Перепишите все строки ниже, заменив «flat rooftop» на «flat roof» везде, где это встречается. Всё остальное оставьте без изменений.

○ ○ ○

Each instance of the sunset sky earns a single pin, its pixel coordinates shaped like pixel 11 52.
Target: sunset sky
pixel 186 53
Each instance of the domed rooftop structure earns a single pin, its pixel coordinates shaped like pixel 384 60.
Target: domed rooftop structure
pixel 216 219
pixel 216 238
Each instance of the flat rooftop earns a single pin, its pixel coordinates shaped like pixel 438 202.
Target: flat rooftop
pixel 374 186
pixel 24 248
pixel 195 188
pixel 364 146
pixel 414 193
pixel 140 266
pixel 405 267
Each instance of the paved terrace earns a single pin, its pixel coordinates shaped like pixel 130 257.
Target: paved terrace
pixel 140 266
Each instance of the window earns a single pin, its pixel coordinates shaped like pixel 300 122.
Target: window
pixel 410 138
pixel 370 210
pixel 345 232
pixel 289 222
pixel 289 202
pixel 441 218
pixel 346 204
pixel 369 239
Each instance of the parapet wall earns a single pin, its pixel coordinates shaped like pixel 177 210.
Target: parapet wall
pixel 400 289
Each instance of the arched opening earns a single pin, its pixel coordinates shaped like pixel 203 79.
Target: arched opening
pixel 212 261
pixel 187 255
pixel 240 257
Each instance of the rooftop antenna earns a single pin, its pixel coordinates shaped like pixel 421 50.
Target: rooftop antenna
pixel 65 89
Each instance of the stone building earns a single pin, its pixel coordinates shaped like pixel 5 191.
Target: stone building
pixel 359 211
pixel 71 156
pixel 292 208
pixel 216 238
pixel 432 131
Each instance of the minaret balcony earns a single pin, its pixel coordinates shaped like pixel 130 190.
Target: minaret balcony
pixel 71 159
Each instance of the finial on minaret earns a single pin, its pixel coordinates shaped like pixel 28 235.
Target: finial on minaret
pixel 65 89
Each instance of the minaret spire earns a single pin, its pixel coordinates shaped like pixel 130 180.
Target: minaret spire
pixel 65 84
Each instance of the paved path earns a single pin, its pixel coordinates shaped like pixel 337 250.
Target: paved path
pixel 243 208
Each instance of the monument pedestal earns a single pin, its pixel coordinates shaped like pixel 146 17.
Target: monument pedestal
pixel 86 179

○ ○ ○

#### [Решение задания]
Each instance of the sunset sky earns a single pin, its pixel coordinates shaped like pixel 11 52.
Target: sunset sky
pixel 186 53
Each instance of the domed rooftop structure earns a single pin, its pixel coordinates shaped like pixel 384 60.
Target: domed rooftop structure
pixel 216 219
pixel 216 238
Each instance of the flat roof earns a single pin, its pixel coordinates shaped like pixel 438 202.
Target: flat roof
pixel 374 186
pixel 24 248
pixel 195 188
pixel 364 146
pixel 414 193
pixel 140 266
pixel 405 267
Each instance of the paved terrace earns a single pin, its pixel coordinates shaped like pixel 130 257.
Target: paved terrace
pixel 140 266
Each instance of the window earns a single pin, its pixel coordinates shaped like pixel 300 122.
Target: window
pixel 410 138
pixel 370 210
pixel 345 232
pixel 289 222
pixel 289 202
pixel 441 218
pixel 346 204
pixel 369 239
Each instance of the parapet wall earns a single pin, its pixel coordinates shaped like pixel 177 210.
Target: parapet wall
pixel 400 289
Each instance of the arched opening earns a single pin, its pixel coordinates shaped like pixel 203 79.
Target: arched opening
pixel 212 261
pixel 187 255
pixel 240 257
Each instance of the rooftop antenna earns a single pin, its pixel coordinates shaped like pixel 421 50.
Target: rooftop antenna
pixel 65 89
Each instance of the stone building earns a single pin, its pixel coordinates shaped like pixel 5 191.
Target: stone building
pixel 359 211
pixel 71 156
pixel 292 208
pixel 216 238
pixel 432 131
Each instance of the minaret balcony earns a single pin, its pixel coordinates shaped like pixel 130 190.
Target: minaret balcony
pixel 71 159
Each instance of the finial on minaret earns a single pin, its pixel coordinates shaped like pixel 28 235.
Target: finial on minaret
pixel 65 89
Each instance of the minaret spire earns a single pin, its pixel coordinates shaped like pixel 130 180.
Target: minaret spire
pixel 65 84
Each instance of the paved path earns a single pin, its pixel coordinates shaped like pixel 337 250.
Target: paved path
pixel 243 208
Each instance of the monument pedestal earns a single pin, its pixel coordinates shaped like pixel 146 17.
Target: monument pedestal
pixel 86 179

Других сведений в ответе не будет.